## ENTRIES SUPPLIED
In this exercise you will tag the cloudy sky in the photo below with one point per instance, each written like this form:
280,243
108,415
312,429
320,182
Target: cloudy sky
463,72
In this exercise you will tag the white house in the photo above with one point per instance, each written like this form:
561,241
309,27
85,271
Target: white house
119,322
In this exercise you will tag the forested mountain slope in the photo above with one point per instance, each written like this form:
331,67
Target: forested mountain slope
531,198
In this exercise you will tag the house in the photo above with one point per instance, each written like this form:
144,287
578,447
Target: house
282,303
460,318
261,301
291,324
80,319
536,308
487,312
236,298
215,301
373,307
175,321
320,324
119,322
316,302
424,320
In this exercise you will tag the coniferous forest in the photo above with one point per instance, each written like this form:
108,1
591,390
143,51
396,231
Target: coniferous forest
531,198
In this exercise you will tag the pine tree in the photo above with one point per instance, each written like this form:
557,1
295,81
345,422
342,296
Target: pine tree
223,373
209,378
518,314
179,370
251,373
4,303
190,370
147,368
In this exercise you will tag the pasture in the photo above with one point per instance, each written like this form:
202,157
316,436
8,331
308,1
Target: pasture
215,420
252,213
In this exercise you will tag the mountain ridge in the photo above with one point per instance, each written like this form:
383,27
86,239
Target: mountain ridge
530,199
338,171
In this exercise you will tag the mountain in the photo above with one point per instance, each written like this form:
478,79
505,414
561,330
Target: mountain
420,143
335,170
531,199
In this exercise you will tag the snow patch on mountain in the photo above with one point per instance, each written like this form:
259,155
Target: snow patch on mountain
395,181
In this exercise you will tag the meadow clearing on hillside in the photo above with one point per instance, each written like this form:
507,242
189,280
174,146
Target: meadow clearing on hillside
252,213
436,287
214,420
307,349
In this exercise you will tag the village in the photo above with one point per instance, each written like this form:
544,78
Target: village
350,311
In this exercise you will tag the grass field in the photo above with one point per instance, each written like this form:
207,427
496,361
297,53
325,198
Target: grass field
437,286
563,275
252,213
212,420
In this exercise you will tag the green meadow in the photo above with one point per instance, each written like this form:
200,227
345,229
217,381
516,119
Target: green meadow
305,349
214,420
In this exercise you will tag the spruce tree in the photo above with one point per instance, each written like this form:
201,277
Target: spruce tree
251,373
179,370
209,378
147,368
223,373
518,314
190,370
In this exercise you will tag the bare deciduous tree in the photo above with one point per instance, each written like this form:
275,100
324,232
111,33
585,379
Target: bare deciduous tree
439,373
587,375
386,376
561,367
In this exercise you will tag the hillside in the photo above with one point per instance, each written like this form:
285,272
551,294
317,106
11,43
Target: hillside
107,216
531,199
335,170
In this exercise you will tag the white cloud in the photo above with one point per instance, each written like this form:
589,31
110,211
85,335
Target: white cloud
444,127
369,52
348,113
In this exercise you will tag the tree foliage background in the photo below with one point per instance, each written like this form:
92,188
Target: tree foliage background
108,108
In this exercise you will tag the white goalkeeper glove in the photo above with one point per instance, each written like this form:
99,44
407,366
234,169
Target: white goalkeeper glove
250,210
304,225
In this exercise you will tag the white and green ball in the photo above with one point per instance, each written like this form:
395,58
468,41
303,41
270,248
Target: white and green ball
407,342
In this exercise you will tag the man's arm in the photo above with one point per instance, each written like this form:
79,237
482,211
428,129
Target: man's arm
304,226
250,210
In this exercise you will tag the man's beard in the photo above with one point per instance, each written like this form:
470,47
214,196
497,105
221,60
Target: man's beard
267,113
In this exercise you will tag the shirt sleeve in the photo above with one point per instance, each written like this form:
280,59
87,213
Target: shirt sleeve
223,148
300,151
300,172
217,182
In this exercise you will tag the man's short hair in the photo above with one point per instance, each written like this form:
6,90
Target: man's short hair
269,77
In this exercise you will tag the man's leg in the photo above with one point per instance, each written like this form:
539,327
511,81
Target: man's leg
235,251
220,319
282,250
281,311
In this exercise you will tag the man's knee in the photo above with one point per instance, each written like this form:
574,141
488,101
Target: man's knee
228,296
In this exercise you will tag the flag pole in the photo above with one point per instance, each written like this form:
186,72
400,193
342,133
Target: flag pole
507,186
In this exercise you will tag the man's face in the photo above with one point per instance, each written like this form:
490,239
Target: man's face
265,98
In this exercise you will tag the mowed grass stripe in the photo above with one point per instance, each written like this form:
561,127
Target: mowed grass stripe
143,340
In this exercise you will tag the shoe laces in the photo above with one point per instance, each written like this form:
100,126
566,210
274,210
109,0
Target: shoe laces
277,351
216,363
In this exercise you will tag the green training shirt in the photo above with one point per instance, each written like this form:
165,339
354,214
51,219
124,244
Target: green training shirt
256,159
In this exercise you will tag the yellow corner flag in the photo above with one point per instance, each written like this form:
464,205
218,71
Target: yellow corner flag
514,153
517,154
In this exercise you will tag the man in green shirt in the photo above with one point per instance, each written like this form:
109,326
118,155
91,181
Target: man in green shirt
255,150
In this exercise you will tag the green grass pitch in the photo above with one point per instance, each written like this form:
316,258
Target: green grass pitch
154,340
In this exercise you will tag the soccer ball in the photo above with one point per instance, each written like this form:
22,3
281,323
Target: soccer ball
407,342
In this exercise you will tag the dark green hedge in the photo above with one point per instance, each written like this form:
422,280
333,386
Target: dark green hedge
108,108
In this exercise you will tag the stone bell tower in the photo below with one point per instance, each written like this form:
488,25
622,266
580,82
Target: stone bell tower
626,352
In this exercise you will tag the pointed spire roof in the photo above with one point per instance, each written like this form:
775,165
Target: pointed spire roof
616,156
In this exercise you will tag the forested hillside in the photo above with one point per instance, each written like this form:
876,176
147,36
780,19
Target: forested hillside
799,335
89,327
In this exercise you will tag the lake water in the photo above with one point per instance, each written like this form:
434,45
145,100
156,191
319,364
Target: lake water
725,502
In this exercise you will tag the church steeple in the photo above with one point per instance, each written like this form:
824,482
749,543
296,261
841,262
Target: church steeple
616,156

## GOAL
Return every item above, reproducing each line exactly.

## SOLVED PROBLEM
In this exercise you will tag the cloudy sky in the photo below with one point per instance, each written like this form:
280,243
108,415
312,429
320,182
Target: cloudy sky
463,72
In this exercise you will tag the white house in the photo above with one point per instance, each written like this form:
561,241
309,27
85,271
Target: white house
119,322
In this exercise you will tag the forested mountain slope in the photo above with one point per instance, each written like this form:
331,67
Target: forested mountain slope
531,198
In this exercise you will tag the house in the photo above with one point per instance, each written like this form:
144,287
578,447
Target: house
282,303
460,318
261,301
291,324
80,319
536,308
487,312
236,298
215,301
373,307
175,321
320,324
119,322
316,302
424,320
In this exercise you will tag the coniferous forest in the photo above with one point per instance, each written like this form:
108,1
591,390
143,51
396,231
Target: coniferous forest
531,198
In this exercise you will tag the pine tree in the photo above with one point per instance, each written like this form:
557,1
295,81
345,422
342,296
Target: pine tree
223,373
209,378
518,314
179,370
251,373
4,303
190,370
147,368
In this exercise you will tag the pasture in the photo above with one point per instance, each written like this form:
202,157
316,436
8,331
308,1
Target: pasture
215,420
252,213
In this exercise you will tag the mountain ridge in the photo above with one point per instance, each written like this form:
383,27
86,239
Target: mountain ridge
530,199
338,171
In this exercise you will tag the mountain in the photo above with one point per instance, each written like this form:
478,79
505,414
561,330
Target: mountain
420,143
335,170
531,199
In this exercise you will tag the snow patch on mountain in the photo above with one point per instance, each written like this form:
259,155
Target: snow patch on mountain
395,181
In this exercise you will tag the meadow clearing on hillside in the photo above with one point per instance, each written like this form:
507,242
189,280
174,146
Target: meadow clearing on hillside
252,213
436,287
214,420
307,349
In this exercise you will tag the village in the photo above with one point per instance, each written like this form:
544,78
Target: village
350,311
In this exercise you will tag the grass field in the photo above with one point per instance, each written like this form:
207,427
496,361
297,53
325,198
Target: grass field
437,286
563,275
252,213
212,420
In this exercise you will tag the green meadow in the photo above with one point per instance, each written like this form:
200,227
345,229
217,381
516,119
Target: green meadow
305,349
214,420
In this exercise you will tag the spruce tree in the photo above with one point per instance, each written like this form:
201,277
Target: spruce tree
251,373
179,370
209,378
147,368
223,373
518,314
190,370
In this exercise you will tag the bare deciduous tree in the photo above with one point per instance, each written like this form:
275,100
324,232
111,33
585,379
Target: bare deciduous tree
439,373
587,375
386,376
561,367
In this exercise you will tag the hillside in the photo above with one point per instance, each written like this form:
285,272
551,294
317,106
11,43
Target: hillside
107,216
531,199
335,170
In this exercise you will tag the white cloud in the photo above with one point per instance, each written like this form:
589,31
110,211
85,335
Target: white cloud
444,127
369,52
348,113
In this exercise you will tag the tree foliage background in the photo below with one point per instance, each written like this form:
92,188
Target: tree foliage background
108,108
In this exercise you will tag the white goalkeeper glove in the photo above with one point per instance, each written like this form:
99,44
407,366
234,169
Target: white goalkeeper glove
250,210
304,225
In this exercise you will tag the white and green ball in the photo above with one point per instance, each written like this form:
395,58
468,41
303,41
270,248
Target: white and green ball
407,342
In this exercise you will tag the man's arm in the photo above with one point per instance, each written like this form:
79,237
482,211
428,129
Target: man's arm
304,226
250,210
In this exercise you will tag the man's beard in the photo above with one point per instance, each written like this form:
470,47
214,196
497,105
221,60
Target: man's beard
267,113
In this exercise you will tag the shirt sleeve in the photo above with one point per instance, each written like this form:
280,59
87,213
Target: shirt sleeve
223,148
300,151
300,172
217,182
In this exercise you will tag the man's short hair in the photo above with one point per instance, each written like this form:
6,90
Target: man's short hair
269,77
In this exercise you will tag the man's leg in the photo above with one point per instance, each written like this form:
539,327
511,81
Target: man's leg
235,251
220,319
282,250
281,311
In this exercise you will tag the man's knee in the photo above with one point per instance, each written like this form:
574,141
488,101
Target: man's knee
228,296
In this exercise you will tag the flag pole in the photo above with one point per instance, each written like this form:
186,72
400,193
342,133
Target: flag pole
507,186
In this exercise you will tag the man's face in the photo above with one point per instance, each written like this form:
490,239
Target: man's face
265,98
In this exercise you will tag the mowed grass stripe in the photo above with one point per instance, each written like this form:
561,127
Target: mowed grass stripe
143,340
In this exercise you will tag the shoe laces in the photo above with one point per instance, each written like this form:
100,126
566,210
274,210
109,0
Target: shoe laces
277,351
216,363
In this exercise you will tag the green training shirt in the photo above with one point per instance, each written like this form:
165,339
354,214
51,219
124,244
Target: green training shirt
256,159
In this exercise you will tag the yellow corner flag in the photo above with one point per instance, each written like this form:
464,205
218,71
Target: yellow corner flag
514,153
517,154
In this exercise you will tag the man in green shirt in the photo above with one point per instance, each written like this form:
109,326
118,155
91,181
Target: man in green shirt
255,150
In this exercise you will tag the green grass pitch in the photo above with one point per instance, each written like this form:
316,258
Target: green grass pitch
154,340
In this exercise you will tag the soccer ball in the photo above with one point per instance, each written like this form:
22,3
281,323
Target: soccer ball
407,342
In this exercise you will tag the dark green hedge in the photo above with one point per instance, each written like this form:
422,280
333,386
Target: dark green hedge
108,108
In this exercise you will tag the stone bell tower in the photo below with one point per instance, each written like this form:
488,25
622,266
580,82
Target: stone bell tower
626,352
In this exercise you will tag the pointed spire roof in the photo above with one point per instance, each written like this form:
775,165
Target: pointed spire roof
616,156
In this exercise you will tag the forested hillside in the photo above with one point per instance, each written like this form:
876,176
147,36
780,19
Target: forested hillside
799,335
89,327
In this exercise you will tag the lake water in the photo above with one point per instance, each written like this form:
434,45
145,100
156,191
319,364
Target: lake water
725,502
In this exercise you will tag the church steeple in the photo above with one point per instance, each written like this form:
824,482
749,543
296,261
841,262
Target: church steeple
616,156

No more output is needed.